## Records for this task

_ _ _ _ _

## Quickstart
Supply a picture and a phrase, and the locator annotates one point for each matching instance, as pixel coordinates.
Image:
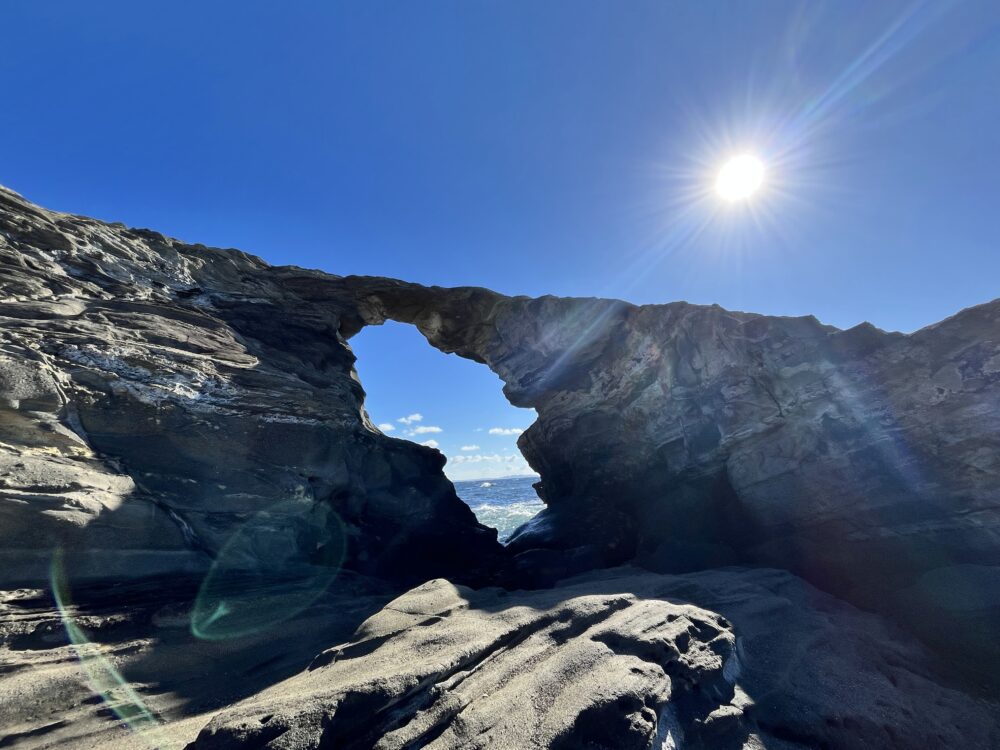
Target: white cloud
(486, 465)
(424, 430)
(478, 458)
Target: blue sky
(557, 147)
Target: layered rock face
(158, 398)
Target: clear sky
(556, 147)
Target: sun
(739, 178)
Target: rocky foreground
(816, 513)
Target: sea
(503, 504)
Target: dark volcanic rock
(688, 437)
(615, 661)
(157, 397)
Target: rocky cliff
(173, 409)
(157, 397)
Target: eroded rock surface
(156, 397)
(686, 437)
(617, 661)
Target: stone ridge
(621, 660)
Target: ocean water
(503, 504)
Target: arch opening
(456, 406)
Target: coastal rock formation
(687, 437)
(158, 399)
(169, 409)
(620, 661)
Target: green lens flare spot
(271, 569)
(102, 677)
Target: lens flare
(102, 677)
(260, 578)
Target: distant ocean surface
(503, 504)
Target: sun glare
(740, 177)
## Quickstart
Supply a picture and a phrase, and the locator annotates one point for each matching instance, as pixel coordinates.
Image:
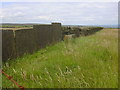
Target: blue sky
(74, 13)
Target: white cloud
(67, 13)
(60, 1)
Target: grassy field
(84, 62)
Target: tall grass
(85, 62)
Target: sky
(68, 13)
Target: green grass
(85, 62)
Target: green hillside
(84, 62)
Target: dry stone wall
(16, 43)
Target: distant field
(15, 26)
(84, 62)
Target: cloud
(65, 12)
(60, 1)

_ _ _ _ _

## What is needed
Can you copy out all of the rows above word for word, leaving out the pictures?

## Reply
## Quickstart
Supply a picture and a phrase, and the locator annotates one point for each matching instance, as pixel coordinates.
Image:
Target: white cloud
(486, 465)
(424, 430)
(478, 458)
Target: blue sky
(557, 147)
Target: layered rock face
(158, 398)
Target: clear sky
(556, 147)
Target: sun
(739, 178)
Target: rocky foreground
(816, 513)
Target: sea
(503, 504)
Target: dark volcanic rock
(688, 437)
(615, 661)
(157, 397)
Target: rocky cliff
(173, 409)
(157, 397)
Target: eroded rock surface
(156, 397)
(686, 437)
(617, 661)
Target: stone ridge
(621, 660)
Target: ocean water
(503, 504)
Target: arch opening
(456, 406)
Target: coastal rock formation
(687, 437)
(158, 399)
(169, 409)
(620, 661)
Target: green lens flare spot
(271, 569)
(102, 677)
Target: lens flare
(102, 677)
(260, 578)
Target: distant ocean surface
(503, 504)
Target: sun glare
(740, 177)
## Quickstart
Supply a picture and a phrase, and the locator annotates one point for each matching instance, as pixel coordinates.
Image:
Target: blue sky
(74, 13)
Target: white cloud
(67, 13)
(60, 1)
Target: grassy field
(84, 62)
Target: tall grass
(85, 62)
Target: sky
(68, 13)
Target: green grass
(85, 62)
Target: green hillside
(84, 62)
Target: dry stone wall
(16, 43)
Target: distant field
(15, 26)
(84, 62)
Target: cloud
(65, 12)
(60, 1)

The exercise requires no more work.